BEGIN AVAILABLE RECORDS

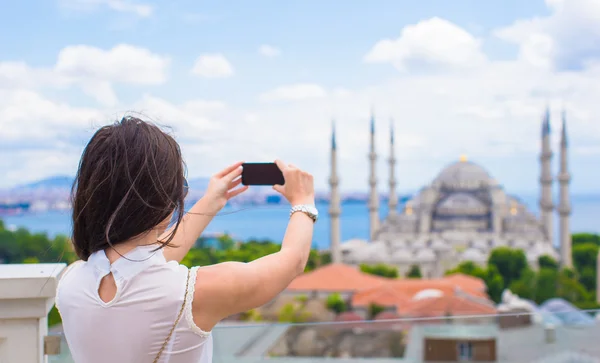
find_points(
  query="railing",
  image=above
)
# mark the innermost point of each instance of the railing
(524, 337)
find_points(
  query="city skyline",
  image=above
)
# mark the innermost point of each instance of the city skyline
(471, 78)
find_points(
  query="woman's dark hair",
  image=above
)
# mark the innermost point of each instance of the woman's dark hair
(130, 179)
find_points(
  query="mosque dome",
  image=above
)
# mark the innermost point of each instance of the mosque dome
(480, 244)
(463, 175)
(474, 255)
(440, 245)
(376, 251)
(461, 203)
(426, 255)
(402, 255)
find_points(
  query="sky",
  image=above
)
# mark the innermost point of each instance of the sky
(255, 81)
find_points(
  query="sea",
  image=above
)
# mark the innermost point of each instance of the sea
(268, 222)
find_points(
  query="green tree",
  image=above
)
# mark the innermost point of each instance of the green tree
(293, 313)
(546, 261)
(570, 289)
(546, 286)
(581, 238)
(490, 275)
(584, 255)
(414, 272)
(587, 278)
(380, 269)
(225, 242)
(523, 287)
(494, 283)
(335, 303)
(510, 263)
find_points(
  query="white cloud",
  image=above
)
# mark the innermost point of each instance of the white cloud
(92, 69)
(568, 38)
(430, 43)
(122, 6)
(212, 66)
(269, 51)
(29, 117)
(295, 92)
(123, 63)
(490, 111)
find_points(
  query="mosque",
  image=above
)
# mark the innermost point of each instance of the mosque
(462, 215)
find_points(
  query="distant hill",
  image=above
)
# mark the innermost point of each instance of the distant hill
(55, 182)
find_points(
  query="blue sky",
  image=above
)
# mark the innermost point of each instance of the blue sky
(461, 77)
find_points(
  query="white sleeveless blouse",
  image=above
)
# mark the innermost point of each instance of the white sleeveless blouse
(134, 325)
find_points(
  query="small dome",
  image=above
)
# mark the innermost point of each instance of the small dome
(474, 255)
(428, 294)
(461, 204)
(521, 244)
(348, 316)
(481, 244)
(387, 315)
(425, 255)
(353, 244)
(463, 175)
(377, 252)
(402, 255)
(440, 245)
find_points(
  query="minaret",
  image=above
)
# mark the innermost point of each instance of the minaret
(564, 207)
(597, 279)
(393, 197)
(334, 204)
(546, 205)
(373, 196)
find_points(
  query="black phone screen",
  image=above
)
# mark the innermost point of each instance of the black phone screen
(261, 174)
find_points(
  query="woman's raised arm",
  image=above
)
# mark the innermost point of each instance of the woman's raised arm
(221, 188)
(228, 288)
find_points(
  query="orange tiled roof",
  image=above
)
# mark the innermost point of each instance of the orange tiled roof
(384, 295)
(446, 305)
(400, 292)
(335, 277)
(466, 282)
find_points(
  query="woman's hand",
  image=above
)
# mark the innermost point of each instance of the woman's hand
(223, 186)
(299, 186)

END AVAILABLE RECORDS

PROBLEM DESCRIPTION - A word-for-word copy of the records is needed, one that contains no pictures.

YOUR SOLUTION -
find_points(
  query="railing",
  image=above
)
# mark the innermost point of each instance of the railing
(524, 337)
find_points(
  query="city skyline",
  image=above
)
# mark the innermost point of each instance of the city skyline
(471, 78)
find_points(
  query="woman's dark hair",
  image=above
)
# mark the innermost point of each instance of the woman's dark hair
(130, 179)
find_points(
  query="mosque dome",
  image=above
)
# mark the innermost point of each instance of the mosque dome
(480, 244)
(463, 175)
(474, 255)
(440, 245)
(376, 251)
(461, 203)
(426, 255)
(402, 255)
find_points(
  query="sky",
  image=above
)
# mark the innermost point of each instance of the sky
(255, 81)
find_points(
  query="sea",
  image=above
)
# mark the innermost point of each instance of the sea
(268, 222)
find_points(
  query="green tree",
  image=above
)
# mark the innermost point of each instance of the green tree
(293, 313)
(546, 261)
(570, 289)
(546, 286)
(581, 238)
(490, 275)
(584, 255)
(414, 272)
(587, 278)
(380, 269)
(225, 242)
(523, 287)
(494, 283)
(335, 303)
(510, 263)
find_points(
  query="white cloud",
  image=above
)
# mark the innermost point of each instance of the white cloud
(92, 69)
(568, 38)
(430, 43)
(122, 6)
(212, 66)
(269, 51)
(29, 117)
(295, 92)
(123, 63)
(490, 111)
find_points(
  query="mosque",
  image=above
)
# mark the innermost point of each instance of the mosque
(462, 215)
find_points(
  query="distant hill",
  image=above
)
# mark the innermost point of each instance of the distant hill
(55, 182)
find_points(
  query="blue sky",
  image=above
)
# mark the innermost point of each instance of the blue sky
(461, 77)
find_points(
  query="white sleeveless blouse",
  image=above
)
# mark the innermost point of each instance of the white sleeveless blouse
(134, 325)
find_points(
  query="small dome",
  image=above
)
# mark the innermost point of each instance of the small dome
(474, 255)
(428, 294)
(461, 204)
(521, 244)
(348, 316)
(481, 244)
(387, 315)
(425, 255)
(353, 244)
(463, 175)
(377, 252)
(402, 255)
(440, 245)
find_points(
  query="minaret",
  image=above
)
# mark the innermost point of each instance of the minaret
(564, 207)
(597, 279)
(393, 197)
(334, 204)
(546, 205)
(373, 196)
find_points(
  query="black phone screen",
  image=above
)
# mark the innermost point of each instance of the black phone screen
(261, 174)
find_points(
  query="woman's raised arm",
  image=above
)
# mark the innermost point of each instance of the woman's raised arm
(221, 188)
(228, 288)
find_points(
  query="orange tiled roof",
  image=above
)
# mark the innermost point of each instance of the orange tiled roof
(384, 295)
(446, 305)
(400, 292)
(335, 277)
(466, 282)
find_points(
  query="woman's hand",
  image=above
)
# mark the innermost point of each instance of the woman's hand
(223, 186)
(299, 186)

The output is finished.